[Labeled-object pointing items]

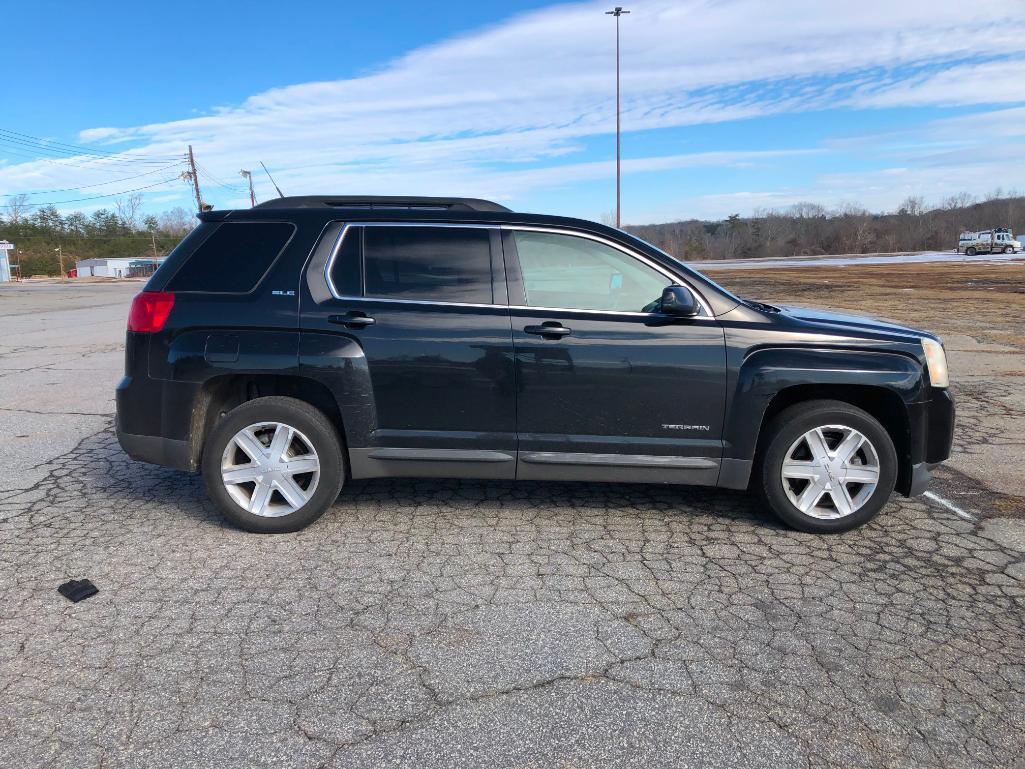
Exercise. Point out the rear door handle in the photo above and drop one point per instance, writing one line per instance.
(549, 330)
(353, 320)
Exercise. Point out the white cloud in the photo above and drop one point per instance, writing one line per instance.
(508, 110)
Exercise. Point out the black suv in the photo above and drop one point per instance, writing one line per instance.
(288, 348)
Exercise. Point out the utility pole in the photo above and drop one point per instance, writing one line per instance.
(252, 196)
(192, 175)
(617, 11)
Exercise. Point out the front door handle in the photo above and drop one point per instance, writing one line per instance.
(352, 320)
(549, 330)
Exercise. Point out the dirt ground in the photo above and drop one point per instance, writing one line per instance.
(979, 311)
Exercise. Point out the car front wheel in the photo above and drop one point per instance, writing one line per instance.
(827, 467)
(273, 464)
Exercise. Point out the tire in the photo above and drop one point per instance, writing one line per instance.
(291, 487)
(845, 504)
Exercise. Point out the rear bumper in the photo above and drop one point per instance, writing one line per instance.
(152, 426)
(156, 450)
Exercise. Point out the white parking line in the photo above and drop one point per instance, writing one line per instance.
(951, 507)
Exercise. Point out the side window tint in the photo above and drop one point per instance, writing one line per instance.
(345, 267)
(234, 258)
(437, 264)
(563, 271)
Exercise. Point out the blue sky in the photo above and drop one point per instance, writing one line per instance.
(729, 106)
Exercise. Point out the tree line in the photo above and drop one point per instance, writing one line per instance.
(38, 232)
(804, 229)
(809, 229)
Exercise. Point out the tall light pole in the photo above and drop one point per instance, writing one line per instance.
(617, 11)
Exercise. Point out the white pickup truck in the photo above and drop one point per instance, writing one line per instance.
(988, 241)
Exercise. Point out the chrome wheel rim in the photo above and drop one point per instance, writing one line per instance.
(270, 469)
(830, 472)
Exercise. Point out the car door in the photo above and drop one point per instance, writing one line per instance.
(608, 388)
(416, 347)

*Exercise description*. Copy out, word for word, the lines from the one containing "Exercise. Point out the chrome" through the final line of the items.

*Task result*.
Exercise. Point out the chrome wheel rim in the photo above and drop one point per instance, writing one line per instance.
(270, 469)
(830, 472)
Exercise. Point out the car door in the photo above and drop one point per instance, writing one line per instance.
(608, 388)
(416, 347)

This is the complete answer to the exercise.